EXERCISE AIM> Output the lines from the one containing "Practice step: identify the chrome" through the last line as a Markdown table with the columns Row and Line, leaving out any blank lines.

EXERCISE INPUTS>
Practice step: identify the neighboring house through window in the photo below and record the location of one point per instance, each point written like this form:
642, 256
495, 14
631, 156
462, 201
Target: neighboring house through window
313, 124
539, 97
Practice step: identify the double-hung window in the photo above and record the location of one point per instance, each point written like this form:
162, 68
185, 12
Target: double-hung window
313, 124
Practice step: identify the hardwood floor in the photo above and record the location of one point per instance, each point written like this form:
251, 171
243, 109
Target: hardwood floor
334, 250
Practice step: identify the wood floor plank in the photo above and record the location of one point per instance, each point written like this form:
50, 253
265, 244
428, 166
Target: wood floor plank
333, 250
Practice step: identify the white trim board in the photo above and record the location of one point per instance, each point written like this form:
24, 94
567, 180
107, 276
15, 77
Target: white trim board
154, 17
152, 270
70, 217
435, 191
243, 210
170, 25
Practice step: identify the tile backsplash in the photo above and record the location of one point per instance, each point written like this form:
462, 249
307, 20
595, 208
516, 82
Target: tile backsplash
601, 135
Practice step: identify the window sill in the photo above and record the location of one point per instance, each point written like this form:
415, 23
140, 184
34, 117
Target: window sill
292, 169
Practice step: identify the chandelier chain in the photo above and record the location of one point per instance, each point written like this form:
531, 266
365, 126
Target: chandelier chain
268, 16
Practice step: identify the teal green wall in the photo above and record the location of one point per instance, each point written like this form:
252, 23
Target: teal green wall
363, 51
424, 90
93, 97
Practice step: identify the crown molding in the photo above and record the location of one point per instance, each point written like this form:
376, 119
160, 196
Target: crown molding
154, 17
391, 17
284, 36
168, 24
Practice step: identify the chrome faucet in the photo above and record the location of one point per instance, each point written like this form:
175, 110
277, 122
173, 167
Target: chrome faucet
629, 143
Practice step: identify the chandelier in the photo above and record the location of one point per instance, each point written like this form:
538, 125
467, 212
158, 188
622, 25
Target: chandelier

RESPONSE FOR THIS EXERCISE>
| Row | Line |
|---|---|
| 1 | Practice step: identify the chrome faucet in the photo above and record the location of one point per instance, each point written like this form: |
| 2 | 175, 110 |
| 3 | 277, 122 |
| 4 | 173, 167 |
| 5 | Target: chrome faucet |
| 6 | 629, 143 |
| 7 | Practice step: identify the chandelier in the photo above and record the location of one point per instance, each point written like this form: |
| 8 | 538, 125 |
| 9 | 467, 212 |
| 10 | 158, 188 |
| 11 | 622, 25 |
| 12 | Target: chandelier |